TEXT SEGMENT Block Start
If TEF2027 goes ahead, and it looks as if it may, educational gains beyond employability skills and graduate attributes are going to be front and centre. This obliges universities to be clear about the educational benefits for their students of studying at their university. Universities must work hand in hand with their students to co-create a very clear ‘offer’. This is necessary but not sufficient. Universities must also be able to evaluate what their students achieve, as part of demonstrating gains. This will require predictive digital technologies.

A technologically challenged sector

With fragmented and dysfunctional legacy systems sometimes chosen for cost rather than for transformative learning and teaching, we are certainly a technologically challenged sector. Since the pandemic, as financial pressures on higher education have become even more intense, we’re witnessing a creep away from digital-first solutions – it has often been much easier to substitute hiring more people for effective digital systems. But despite the challenges, now is the time for boldness. Digital technology makes it much more possible to drive learning forward in cost-effective ways and to build outstanding student learning experiences for much better engagement.

Technology also allows us to build a picture in increasingly fine-grained detail of what successful education processes look like – as students interact with their lecturers, campus services, each other, and learning resources online. The practice of tracking learning engagement to support retention, well-being, and success is nowhere near reaching its potential to deepen our understanding of what learning processes look like in real-time. This needs to change. Predictive analytics are currently being developed that may ultimately allow us to differentiate why a student is less engaged and at higher risk of withdrawing: because of academic difficulties, for example, or emerging mental welfare issues or a combination of both.
TEXT SEGMENT Block End
THINGS TO DO:
#1 Return the words of the TEF2027 passage from "Technology also allows" to "combination of both.", copied exactly.
#2 According to the TEF2027 passage, what do students interact with as technology builds a picture of successful education processes? List each one.
#3 Extend the TEF2027 passage from the point where it stops.
The records that come next have no connection to the TEF2027 passage.
GIVEN RECORDS Block Start
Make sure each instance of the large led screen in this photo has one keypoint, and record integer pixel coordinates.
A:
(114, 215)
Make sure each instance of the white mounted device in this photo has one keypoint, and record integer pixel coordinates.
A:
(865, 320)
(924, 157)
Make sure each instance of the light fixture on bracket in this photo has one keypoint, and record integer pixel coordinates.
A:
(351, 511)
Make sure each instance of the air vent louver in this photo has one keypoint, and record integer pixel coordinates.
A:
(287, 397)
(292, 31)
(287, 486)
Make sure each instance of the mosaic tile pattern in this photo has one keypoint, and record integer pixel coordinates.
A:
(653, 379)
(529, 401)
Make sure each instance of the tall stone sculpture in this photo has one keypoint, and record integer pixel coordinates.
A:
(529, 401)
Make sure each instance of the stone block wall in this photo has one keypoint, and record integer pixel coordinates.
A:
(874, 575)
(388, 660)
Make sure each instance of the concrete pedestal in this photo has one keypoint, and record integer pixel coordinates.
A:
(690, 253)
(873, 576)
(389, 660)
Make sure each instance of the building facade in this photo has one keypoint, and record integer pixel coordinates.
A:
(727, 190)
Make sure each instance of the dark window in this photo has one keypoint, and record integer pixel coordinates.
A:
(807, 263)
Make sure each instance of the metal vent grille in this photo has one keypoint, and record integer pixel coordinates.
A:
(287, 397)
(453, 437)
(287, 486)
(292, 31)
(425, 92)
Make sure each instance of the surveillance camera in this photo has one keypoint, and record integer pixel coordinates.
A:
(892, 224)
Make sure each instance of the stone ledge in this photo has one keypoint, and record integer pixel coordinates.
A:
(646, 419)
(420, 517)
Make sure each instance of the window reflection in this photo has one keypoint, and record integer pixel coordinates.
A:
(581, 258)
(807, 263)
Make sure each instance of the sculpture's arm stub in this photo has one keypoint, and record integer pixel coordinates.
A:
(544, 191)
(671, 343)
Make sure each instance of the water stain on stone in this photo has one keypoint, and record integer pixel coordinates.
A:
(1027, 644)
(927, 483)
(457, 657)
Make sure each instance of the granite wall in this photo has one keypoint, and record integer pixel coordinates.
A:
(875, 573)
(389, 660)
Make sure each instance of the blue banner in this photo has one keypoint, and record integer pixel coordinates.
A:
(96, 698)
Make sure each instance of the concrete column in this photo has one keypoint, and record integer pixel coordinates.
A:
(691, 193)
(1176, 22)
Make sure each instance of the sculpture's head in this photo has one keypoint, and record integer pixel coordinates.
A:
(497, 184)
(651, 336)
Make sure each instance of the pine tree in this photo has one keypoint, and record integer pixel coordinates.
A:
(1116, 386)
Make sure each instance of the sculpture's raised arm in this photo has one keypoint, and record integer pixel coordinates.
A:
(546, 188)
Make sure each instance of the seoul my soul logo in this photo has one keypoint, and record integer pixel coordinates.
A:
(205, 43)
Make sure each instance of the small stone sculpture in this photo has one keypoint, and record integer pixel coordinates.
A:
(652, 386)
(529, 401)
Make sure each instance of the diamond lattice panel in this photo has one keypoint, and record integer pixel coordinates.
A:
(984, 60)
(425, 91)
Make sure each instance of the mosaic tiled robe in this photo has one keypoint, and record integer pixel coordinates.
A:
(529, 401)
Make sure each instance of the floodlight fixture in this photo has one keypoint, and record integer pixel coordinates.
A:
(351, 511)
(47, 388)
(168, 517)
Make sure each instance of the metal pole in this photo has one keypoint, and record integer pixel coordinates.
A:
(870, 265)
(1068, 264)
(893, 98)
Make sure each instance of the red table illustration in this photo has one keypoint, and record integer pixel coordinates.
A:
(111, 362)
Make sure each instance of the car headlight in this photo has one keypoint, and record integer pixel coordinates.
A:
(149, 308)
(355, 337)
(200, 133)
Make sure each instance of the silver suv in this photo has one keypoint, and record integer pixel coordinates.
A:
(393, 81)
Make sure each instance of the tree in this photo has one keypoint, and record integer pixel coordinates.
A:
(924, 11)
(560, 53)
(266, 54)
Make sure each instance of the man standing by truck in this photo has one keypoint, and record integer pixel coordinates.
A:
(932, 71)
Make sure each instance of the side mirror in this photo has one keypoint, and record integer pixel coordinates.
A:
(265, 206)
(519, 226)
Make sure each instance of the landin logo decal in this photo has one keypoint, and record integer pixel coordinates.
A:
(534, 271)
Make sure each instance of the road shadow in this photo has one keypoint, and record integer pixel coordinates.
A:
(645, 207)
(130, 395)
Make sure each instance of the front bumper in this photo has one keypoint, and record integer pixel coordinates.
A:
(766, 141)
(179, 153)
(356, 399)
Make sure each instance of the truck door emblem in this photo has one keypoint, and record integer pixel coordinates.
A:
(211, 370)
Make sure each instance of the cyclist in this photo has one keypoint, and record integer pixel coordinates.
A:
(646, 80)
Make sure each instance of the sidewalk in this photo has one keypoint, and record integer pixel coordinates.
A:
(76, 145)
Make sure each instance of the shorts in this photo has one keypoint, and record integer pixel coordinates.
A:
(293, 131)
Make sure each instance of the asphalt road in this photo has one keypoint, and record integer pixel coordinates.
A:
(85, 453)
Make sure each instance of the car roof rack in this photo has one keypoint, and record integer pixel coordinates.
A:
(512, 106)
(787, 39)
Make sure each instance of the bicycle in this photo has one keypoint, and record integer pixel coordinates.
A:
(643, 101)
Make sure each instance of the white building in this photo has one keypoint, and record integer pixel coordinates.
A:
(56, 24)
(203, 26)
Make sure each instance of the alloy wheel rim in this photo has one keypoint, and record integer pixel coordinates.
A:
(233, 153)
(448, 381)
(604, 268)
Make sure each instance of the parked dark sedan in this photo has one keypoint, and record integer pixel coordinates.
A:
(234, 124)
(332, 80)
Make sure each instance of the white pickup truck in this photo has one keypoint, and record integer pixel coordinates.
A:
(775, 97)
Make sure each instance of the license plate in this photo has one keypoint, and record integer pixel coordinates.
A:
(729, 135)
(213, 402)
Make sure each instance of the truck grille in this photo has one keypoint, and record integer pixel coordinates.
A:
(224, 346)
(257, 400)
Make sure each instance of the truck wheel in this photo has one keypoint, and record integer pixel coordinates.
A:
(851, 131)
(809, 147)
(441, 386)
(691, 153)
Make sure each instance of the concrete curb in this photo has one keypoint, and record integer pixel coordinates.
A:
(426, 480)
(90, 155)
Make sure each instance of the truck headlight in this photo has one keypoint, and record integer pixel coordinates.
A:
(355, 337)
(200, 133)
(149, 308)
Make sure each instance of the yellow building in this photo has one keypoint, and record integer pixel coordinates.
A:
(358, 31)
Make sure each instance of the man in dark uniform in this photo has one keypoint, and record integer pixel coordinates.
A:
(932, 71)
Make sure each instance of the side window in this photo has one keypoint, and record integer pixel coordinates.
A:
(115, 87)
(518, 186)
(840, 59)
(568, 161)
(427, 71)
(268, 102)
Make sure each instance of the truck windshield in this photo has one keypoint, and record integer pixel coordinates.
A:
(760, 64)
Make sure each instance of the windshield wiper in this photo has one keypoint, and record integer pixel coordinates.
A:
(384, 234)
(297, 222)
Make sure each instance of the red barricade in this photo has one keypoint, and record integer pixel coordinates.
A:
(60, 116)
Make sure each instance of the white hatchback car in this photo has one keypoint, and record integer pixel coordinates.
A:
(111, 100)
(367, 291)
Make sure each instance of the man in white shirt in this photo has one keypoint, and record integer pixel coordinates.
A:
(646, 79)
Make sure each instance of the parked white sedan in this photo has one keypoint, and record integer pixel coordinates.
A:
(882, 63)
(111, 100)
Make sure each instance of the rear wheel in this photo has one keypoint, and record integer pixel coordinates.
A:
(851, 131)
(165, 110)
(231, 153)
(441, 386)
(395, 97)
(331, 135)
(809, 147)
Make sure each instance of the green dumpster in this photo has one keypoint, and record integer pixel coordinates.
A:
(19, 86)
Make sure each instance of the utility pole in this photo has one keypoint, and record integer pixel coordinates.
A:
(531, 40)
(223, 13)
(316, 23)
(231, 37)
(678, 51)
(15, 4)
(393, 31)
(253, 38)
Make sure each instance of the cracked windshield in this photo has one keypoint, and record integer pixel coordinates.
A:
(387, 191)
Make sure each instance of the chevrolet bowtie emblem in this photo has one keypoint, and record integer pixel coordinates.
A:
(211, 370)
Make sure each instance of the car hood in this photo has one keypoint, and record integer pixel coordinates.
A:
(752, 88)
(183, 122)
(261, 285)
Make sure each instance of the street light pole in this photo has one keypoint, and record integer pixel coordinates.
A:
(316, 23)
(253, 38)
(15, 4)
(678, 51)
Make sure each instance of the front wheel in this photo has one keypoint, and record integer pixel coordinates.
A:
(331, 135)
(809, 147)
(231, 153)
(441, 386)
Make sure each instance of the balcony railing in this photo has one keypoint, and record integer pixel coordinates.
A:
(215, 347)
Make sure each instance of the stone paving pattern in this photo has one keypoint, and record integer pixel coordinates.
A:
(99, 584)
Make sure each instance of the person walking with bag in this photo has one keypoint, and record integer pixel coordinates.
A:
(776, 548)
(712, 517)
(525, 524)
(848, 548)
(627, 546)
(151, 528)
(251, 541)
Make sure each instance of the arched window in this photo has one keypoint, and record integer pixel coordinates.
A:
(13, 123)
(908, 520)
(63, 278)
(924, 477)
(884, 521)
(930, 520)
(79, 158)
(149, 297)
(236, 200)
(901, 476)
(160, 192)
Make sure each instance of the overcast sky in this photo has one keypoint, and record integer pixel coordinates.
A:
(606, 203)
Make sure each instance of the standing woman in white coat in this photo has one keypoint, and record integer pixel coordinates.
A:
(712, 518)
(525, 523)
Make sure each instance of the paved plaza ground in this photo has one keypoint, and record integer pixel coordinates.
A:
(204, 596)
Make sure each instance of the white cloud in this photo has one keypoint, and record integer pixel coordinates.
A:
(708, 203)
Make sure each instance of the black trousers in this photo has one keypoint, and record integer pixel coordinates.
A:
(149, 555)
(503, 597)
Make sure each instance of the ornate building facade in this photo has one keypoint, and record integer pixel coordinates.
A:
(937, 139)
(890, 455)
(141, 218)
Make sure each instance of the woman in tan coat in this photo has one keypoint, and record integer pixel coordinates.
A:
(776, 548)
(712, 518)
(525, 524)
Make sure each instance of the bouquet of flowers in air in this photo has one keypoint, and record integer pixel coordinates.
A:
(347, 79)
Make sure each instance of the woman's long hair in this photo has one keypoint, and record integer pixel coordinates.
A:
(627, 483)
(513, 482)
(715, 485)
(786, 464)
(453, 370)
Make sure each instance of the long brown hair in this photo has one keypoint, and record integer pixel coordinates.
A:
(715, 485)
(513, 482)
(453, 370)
GIVEN RECORDS Block End
ANSWERS BY ITEM:
#1
Technology also allows us to build a picture in increasingly fine-grained detail of what successful education processes look like – as students interact with their lecturers, campus services, each other, and learning resources online. The practice of tracking learning engagement to support retention, well-being, and success is nowhere near reaching its potential to deepen our understanding of what learning processes look like in real-time. This needs to change. Predictive analytics are currently being developed that may ultimately allow us to differentiate why a student is less engaged and at higher risk of withdrawing: because of academic difficulties, for example, or emerging mental welfare issues or a combination of both.

#2
- their lecturers
- campus services
- each other
- learning resources online

#3
The sector has a talent and training challenge. Investment can help staff to use technologies optimally and providers to bring in new roles. There is also a talent challenge at all levels from senior executives to academic and professional staff who do not yet understand the potential and applicability of new digital technologies. It isn’t good enough to rest on those staff who are ‘early adopters’. The mass of university staff need to be supported to develop better digital technology skills. This, combined with investment challenges, can mean that decision-making about new platforms can be siloed, involving different stakeholders with different agendas, with an end result of systems that do not integrate and which are not interoperable. Students want seamless and simple.

We don’t know exactly how AI will reshape our collective concept of learning, knowledge, and cognition over the coming decades, but we can be sure that generative AI tools will soon saturate education at every level, reshaping students’ expectations from school to entry to university to employers’ expectations of graduate capabilities.

From a fragmented approach to adopting digital

As the sector’s practice evolves, TEF can be seen as offering a framework to enhance learning and teaching by asking providers to articulate the links between learner engagement, student outcomes and educational gains.

But ultimately, success in the TEF should be seen as a side benefit of effective learning and teaching that demonstrably engages students. All of this means that the sector needs to move on from a fragmented approach to adopting digital technologies and prepare to invest in platforms and technologies, training and talent that are consistently applied across the whole institution, getting the best out of learner engagement, and truly creating opportunities for all.